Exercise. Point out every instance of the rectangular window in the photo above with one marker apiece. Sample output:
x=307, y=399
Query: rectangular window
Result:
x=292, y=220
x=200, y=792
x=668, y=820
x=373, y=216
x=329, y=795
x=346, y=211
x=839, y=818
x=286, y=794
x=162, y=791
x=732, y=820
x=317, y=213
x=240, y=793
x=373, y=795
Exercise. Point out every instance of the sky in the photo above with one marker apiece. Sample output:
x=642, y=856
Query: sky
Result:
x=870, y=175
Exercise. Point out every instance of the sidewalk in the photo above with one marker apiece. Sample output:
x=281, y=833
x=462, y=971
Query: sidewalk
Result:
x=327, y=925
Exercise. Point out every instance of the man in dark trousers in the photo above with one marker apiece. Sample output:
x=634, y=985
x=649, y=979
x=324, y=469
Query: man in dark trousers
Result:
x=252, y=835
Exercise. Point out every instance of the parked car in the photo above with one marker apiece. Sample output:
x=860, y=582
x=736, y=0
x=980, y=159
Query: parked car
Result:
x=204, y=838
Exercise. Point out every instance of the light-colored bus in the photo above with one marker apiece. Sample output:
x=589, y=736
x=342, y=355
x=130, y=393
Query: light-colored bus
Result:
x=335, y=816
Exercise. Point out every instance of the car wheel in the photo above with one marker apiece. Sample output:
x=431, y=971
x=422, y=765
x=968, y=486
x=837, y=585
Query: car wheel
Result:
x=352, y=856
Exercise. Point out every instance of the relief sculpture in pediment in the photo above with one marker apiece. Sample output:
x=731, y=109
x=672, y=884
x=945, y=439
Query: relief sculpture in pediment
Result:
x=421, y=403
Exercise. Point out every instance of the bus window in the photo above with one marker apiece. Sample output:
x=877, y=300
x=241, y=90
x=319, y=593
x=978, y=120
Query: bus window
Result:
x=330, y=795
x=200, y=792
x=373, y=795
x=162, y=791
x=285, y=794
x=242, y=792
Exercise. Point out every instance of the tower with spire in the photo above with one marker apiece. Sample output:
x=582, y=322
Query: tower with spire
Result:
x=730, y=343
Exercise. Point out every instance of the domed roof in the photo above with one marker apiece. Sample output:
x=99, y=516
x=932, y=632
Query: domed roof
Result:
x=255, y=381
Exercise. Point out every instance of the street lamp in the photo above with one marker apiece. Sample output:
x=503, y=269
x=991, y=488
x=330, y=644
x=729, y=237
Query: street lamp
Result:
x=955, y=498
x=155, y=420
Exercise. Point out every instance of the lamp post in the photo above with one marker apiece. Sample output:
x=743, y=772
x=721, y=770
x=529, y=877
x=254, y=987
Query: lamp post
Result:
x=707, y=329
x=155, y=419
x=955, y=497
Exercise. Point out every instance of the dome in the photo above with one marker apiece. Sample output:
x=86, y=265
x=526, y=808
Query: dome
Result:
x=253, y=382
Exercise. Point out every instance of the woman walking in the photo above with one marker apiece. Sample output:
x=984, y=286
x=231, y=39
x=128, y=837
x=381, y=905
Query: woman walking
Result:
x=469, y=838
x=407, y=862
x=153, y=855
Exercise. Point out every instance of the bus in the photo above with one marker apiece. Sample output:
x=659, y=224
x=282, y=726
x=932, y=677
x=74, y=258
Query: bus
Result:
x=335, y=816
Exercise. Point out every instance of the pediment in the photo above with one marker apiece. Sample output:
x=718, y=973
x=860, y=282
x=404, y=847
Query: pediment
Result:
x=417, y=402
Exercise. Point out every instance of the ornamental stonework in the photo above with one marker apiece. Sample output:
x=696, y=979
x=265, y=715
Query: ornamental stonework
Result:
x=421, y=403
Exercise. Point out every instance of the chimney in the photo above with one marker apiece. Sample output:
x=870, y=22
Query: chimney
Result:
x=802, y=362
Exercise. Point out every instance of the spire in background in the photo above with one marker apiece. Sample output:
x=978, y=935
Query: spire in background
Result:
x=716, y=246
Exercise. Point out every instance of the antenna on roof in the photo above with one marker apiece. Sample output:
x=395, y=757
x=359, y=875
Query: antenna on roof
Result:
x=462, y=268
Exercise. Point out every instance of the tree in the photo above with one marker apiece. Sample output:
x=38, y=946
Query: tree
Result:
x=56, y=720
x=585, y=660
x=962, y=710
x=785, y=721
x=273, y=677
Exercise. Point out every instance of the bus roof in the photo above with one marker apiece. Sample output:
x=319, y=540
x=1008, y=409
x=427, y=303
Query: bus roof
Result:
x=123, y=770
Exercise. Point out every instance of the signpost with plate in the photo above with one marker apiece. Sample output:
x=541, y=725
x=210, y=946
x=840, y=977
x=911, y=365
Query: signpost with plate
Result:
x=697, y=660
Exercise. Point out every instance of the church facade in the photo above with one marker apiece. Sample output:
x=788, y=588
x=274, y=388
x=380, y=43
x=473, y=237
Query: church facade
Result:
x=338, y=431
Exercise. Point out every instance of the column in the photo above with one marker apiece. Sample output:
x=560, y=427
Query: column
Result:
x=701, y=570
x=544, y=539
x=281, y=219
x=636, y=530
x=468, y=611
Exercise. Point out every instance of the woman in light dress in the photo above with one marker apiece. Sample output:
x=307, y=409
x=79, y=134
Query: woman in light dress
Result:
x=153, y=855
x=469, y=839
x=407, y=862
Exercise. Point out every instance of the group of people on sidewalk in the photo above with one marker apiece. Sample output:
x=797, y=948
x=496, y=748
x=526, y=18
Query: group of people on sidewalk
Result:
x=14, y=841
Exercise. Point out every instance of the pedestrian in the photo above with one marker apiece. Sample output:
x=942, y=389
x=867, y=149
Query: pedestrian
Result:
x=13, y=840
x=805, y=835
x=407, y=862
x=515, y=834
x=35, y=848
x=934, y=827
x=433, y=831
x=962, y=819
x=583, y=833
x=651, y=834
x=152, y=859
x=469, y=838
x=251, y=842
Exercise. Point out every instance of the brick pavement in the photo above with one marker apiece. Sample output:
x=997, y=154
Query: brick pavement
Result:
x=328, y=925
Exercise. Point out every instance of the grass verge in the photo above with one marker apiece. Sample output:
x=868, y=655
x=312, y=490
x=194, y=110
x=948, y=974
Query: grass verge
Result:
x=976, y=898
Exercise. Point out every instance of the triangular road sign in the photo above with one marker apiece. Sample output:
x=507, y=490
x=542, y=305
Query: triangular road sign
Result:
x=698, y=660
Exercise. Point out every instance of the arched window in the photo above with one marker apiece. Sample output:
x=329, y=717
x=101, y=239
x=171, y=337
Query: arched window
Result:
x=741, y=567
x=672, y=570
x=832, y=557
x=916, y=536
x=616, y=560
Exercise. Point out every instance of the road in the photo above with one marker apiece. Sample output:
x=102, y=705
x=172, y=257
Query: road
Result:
+ + +
# What to work on
Take from the listing above each line in which the string "road" is found.

# Answer
Exercise. Point out every instance of the triangular road sign in the photo above with one marker apiece. Sample output:
Query: triangular road sign
Exercise. Point out every instance of the road in the photo above with one marker apiece. Sample output:
Query: road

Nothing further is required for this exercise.